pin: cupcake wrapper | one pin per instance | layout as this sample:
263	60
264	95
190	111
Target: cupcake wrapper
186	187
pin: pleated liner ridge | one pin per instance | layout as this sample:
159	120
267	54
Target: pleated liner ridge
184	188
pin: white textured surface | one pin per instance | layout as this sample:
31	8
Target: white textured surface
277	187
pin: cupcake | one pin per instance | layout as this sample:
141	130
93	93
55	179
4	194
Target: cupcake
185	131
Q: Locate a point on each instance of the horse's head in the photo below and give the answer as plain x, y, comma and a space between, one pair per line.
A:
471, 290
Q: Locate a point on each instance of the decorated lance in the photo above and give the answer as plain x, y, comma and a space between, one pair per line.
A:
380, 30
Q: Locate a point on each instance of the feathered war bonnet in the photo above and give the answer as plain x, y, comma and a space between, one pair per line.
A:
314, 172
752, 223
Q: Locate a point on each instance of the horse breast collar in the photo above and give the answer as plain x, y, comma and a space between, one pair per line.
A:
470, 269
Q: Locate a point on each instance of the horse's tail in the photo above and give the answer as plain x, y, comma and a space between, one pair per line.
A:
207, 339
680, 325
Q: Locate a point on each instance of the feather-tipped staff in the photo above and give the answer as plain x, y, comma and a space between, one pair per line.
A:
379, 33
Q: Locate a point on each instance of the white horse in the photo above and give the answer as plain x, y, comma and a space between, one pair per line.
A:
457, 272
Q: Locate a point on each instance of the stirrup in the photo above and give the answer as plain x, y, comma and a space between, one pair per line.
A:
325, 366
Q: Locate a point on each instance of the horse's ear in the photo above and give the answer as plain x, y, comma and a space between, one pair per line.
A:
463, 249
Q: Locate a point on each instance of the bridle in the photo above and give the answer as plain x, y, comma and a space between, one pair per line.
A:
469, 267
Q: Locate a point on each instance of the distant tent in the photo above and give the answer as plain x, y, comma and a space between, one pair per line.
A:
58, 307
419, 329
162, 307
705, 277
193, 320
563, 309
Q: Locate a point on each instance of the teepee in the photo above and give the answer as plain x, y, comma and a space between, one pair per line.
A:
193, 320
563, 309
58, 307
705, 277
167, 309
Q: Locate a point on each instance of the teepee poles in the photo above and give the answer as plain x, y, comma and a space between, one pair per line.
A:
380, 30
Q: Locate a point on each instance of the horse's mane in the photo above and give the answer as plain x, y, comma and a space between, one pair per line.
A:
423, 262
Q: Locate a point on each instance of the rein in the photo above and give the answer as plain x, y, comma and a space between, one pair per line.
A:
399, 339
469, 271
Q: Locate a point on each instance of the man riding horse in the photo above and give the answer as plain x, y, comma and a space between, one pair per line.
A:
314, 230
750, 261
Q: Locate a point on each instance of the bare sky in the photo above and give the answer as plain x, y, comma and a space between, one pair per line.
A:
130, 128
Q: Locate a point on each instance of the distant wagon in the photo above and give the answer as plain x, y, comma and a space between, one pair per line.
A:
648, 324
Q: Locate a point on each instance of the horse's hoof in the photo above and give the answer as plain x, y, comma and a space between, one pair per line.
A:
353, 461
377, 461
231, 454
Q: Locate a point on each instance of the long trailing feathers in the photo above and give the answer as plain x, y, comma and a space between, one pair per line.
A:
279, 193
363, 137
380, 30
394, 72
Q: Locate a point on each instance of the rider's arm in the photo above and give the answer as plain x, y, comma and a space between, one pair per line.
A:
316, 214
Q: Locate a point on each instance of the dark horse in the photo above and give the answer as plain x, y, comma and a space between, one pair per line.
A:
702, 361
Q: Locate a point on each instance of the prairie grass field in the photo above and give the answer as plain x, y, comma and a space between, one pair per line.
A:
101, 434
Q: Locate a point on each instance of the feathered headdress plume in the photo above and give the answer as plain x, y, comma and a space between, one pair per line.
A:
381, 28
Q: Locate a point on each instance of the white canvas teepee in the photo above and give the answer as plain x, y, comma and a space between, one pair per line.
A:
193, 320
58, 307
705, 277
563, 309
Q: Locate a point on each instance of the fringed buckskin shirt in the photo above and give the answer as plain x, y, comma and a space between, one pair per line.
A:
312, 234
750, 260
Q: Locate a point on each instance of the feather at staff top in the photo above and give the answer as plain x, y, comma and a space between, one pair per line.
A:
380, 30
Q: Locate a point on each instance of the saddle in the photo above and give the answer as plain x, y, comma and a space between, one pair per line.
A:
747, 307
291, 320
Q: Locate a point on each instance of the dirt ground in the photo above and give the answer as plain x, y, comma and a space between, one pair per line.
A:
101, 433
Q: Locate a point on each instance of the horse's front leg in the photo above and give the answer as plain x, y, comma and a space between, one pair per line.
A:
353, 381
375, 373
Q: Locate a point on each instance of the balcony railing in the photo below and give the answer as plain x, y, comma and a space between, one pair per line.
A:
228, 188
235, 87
☆ ☆ ☆ ☆
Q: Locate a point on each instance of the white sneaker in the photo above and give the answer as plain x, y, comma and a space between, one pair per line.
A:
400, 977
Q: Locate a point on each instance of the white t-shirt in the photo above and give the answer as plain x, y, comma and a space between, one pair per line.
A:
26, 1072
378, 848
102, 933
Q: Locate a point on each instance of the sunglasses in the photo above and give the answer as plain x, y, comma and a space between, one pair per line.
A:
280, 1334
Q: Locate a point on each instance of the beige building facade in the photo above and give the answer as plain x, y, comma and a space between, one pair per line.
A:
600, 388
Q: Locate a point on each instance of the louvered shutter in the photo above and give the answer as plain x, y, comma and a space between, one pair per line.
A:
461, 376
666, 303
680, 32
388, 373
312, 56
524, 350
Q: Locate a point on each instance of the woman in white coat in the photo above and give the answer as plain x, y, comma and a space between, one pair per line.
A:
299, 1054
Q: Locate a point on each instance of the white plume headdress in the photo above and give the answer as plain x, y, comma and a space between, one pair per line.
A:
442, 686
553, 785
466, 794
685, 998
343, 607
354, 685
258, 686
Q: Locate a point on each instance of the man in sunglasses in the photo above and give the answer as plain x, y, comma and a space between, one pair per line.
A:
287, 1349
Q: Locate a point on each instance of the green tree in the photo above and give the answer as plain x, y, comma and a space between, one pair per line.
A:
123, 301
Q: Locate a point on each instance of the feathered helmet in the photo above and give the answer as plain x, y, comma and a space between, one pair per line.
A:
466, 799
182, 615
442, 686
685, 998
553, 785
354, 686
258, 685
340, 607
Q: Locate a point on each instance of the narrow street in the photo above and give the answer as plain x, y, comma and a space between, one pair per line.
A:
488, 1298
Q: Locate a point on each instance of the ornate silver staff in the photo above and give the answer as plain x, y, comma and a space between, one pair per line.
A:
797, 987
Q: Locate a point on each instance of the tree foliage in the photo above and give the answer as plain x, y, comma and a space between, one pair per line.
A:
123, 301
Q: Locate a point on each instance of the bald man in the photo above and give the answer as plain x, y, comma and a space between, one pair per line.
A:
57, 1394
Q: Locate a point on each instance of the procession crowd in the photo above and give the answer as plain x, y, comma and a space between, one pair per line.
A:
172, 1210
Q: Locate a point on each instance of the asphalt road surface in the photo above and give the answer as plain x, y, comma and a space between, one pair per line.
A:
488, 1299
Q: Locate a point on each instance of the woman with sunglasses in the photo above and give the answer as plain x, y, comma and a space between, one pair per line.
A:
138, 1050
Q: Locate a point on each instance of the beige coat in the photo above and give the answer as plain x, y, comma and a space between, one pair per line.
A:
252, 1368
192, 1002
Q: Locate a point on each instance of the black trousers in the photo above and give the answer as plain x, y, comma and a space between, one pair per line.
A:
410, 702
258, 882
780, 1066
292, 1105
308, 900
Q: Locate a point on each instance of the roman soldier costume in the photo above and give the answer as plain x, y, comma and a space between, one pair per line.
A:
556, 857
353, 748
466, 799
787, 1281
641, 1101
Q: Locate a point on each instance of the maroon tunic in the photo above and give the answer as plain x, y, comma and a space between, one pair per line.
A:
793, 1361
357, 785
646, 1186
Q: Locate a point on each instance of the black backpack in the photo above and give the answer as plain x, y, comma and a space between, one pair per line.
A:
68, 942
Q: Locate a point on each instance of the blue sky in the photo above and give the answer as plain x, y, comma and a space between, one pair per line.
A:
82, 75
☆ ☆ ☆ ☆
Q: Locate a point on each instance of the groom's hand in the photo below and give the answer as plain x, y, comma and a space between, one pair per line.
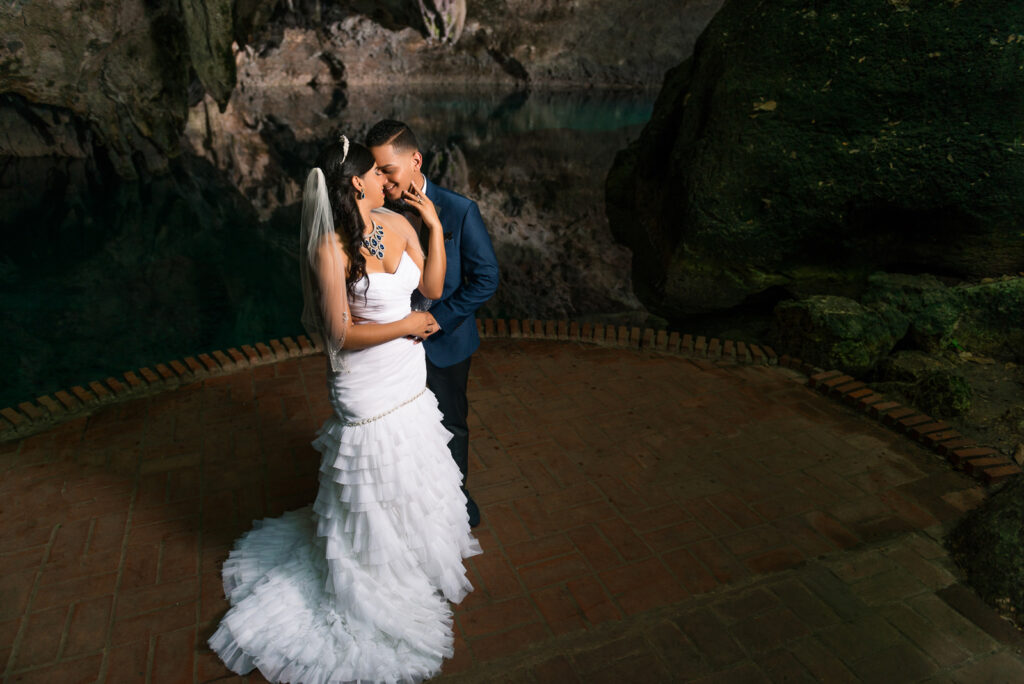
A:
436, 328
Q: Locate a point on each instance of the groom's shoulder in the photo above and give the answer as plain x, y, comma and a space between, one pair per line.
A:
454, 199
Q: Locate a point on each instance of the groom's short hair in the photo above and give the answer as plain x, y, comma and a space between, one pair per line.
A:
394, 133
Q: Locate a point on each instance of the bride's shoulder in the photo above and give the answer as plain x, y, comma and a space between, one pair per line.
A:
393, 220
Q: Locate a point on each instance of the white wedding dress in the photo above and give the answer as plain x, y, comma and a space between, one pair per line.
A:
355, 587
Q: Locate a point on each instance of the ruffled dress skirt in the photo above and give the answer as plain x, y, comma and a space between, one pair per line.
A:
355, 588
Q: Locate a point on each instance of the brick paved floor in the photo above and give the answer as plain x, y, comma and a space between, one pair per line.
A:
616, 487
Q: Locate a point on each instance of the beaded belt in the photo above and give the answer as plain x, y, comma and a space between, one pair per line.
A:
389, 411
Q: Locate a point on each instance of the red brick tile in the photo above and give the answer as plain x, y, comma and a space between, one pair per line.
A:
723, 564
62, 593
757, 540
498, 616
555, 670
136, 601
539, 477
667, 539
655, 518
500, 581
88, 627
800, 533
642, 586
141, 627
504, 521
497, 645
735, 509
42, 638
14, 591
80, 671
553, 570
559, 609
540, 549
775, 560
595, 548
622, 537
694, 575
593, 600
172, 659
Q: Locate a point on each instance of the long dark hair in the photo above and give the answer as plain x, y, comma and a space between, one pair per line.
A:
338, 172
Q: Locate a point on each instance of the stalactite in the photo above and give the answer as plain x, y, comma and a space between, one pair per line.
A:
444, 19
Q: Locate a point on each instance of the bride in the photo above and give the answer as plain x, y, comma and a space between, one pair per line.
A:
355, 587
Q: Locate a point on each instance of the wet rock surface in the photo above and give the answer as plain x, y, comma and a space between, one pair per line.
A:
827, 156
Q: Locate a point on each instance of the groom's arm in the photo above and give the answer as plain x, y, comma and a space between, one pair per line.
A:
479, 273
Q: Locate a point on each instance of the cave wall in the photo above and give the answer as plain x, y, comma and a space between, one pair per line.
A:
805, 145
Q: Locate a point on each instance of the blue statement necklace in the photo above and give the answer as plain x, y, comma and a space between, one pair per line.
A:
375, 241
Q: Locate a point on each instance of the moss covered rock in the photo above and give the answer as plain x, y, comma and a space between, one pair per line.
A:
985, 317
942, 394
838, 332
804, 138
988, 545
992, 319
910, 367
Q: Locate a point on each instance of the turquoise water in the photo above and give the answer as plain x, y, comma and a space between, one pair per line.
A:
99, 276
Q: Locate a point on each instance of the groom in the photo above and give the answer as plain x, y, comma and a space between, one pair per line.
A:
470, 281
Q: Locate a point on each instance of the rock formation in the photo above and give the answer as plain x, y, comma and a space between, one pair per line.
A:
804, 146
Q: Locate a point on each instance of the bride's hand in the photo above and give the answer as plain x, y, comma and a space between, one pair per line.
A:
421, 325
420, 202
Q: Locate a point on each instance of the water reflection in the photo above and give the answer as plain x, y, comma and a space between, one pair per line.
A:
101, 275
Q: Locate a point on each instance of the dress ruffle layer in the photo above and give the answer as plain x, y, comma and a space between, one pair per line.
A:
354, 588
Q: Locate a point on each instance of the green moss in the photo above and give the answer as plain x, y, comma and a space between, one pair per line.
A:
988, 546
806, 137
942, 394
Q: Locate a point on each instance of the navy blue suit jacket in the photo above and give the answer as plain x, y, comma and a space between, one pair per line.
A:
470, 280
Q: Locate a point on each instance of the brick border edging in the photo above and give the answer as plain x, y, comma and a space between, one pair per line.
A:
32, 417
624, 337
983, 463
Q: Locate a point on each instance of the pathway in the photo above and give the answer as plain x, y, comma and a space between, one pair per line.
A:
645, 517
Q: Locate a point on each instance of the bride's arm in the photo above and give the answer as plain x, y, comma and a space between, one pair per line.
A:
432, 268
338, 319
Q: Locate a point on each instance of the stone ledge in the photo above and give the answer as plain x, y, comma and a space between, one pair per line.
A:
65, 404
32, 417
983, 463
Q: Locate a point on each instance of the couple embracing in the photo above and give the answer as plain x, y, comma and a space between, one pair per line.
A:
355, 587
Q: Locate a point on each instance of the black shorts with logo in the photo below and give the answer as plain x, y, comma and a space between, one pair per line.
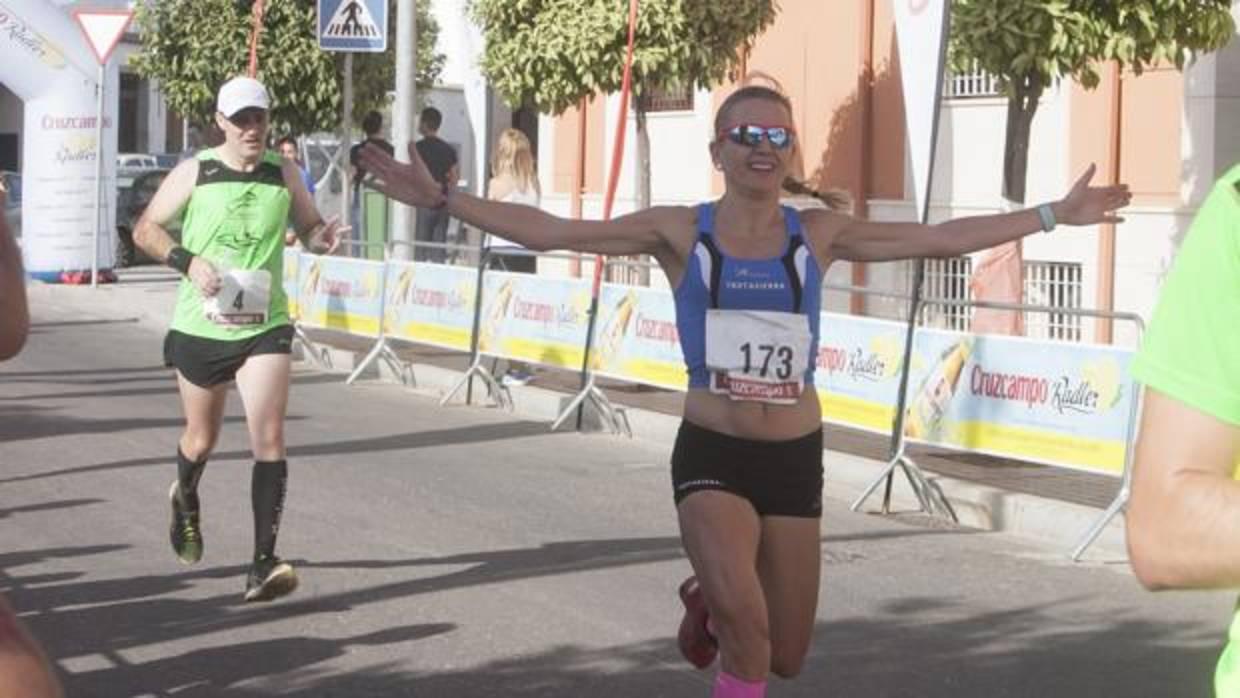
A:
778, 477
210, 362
☆ ☆ ☆ ☆
* _Task brief_
In the data above, how many lines contain the word "sample"? Write the number only.

* _Answer box_
4